### Work instructions:
Set out these lines as a Markdown table with two columns, "No." and "Text", numbering each line in the first column and dropping any blank lines.

(Object point labels)
= = = =
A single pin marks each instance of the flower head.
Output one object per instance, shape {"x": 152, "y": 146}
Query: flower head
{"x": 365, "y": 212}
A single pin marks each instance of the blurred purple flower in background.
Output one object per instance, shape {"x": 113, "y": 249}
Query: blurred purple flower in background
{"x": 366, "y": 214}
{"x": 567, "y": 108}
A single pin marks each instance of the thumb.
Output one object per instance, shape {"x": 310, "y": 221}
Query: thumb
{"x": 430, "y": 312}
= = = =
### Output for this exercise:
| No. | Text |
|---|---|
| 1 | A single pin marks each instance of the flower head. |
| 2 | Output one object per instance, shape {"x": 152, "y": 146} |
| 3 | Query: flower head |
| 4 | {"x": 365, "y": 212} |
| 5 | A single pin marks each instance of the blurred purple flower in background. |
| 6 | Output one object per instance, shape {"x": 113, "y": 249} |
| 7 | Query: blurred purple flower in background |
| 8 | {"x": 366, "y": 214} |
| 9 | {"x": 567, "y": 108} |
| 10 | A single pin marks each instance of the thumb. |
| 11 | Output one object per instance, shape {"x": 310, "y": 221} |
| 12 | Query: thumb |
| 13 | {"x": 430, "y": 312} |